== PROVIDED PASSAGE ==

# ATTN: Boston&Maine



## tworail (Apr 13, 2006)

I demand more pics of your trains or you will be banned 

The ones on your site are great, do you have any more?? :thumbsup:


----------



## tworail (Apr 13, 2006)

Also, if you don't mind maybe you could post a how-to on your restoration and we could sticky it somewhere for all to see. Would be a great addition to the site.


----------



## Boston&Maine (Dec 19, 2007)

LOL, I do not have any other pics because they are in storage 

I live in a small home and there is absolutely NO room for a train set, and when I did have it set up everyone (my cousins) was always screwing with it 

About the how-to, I could do that... Although I have postponed everything until spring since I do not want to use the paint remover in the house, I still know what I am going to do... I will get started on this ASAP


----------



## tworail (Apr 13, 2006)

===
== DATA EXTRACT ==

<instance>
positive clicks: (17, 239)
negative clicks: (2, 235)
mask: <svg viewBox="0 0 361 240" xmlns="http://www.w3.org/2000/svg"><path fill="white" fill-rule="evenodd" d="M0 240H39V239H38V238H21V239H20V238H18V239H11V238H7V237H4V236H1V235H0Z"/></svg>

===

## EXERCISE SET
[A] Print the forum thread between "I demand more" and "to the site.", inclusive.
[B] Answer these questions from the forum thread:
(i) What does tworail suggest doing with a how-to on the restoration once it is posted?
(ii) According to Boston&Maine, where are the other pictures?
(iii) Until what season has Boston&Maine postponed everything?
The data above comes from a different source than the forum thread.

## ANSWERS TO THE PROBLEMS
[A]
I demand more pics of your trains or you will be banned 

The ones on your site are great, do you have any more?? :thumbsup:


----------



## tworail (Apr 13, 2006)

Also, if you don't mind maybe you could post a how-to on your restoration and we could sticky it somewhere for all to see. Would be a great addition to the site.

[B]
(i) Sticky it somewhere for all to see.
(ii) In storage.
(iii) Spring.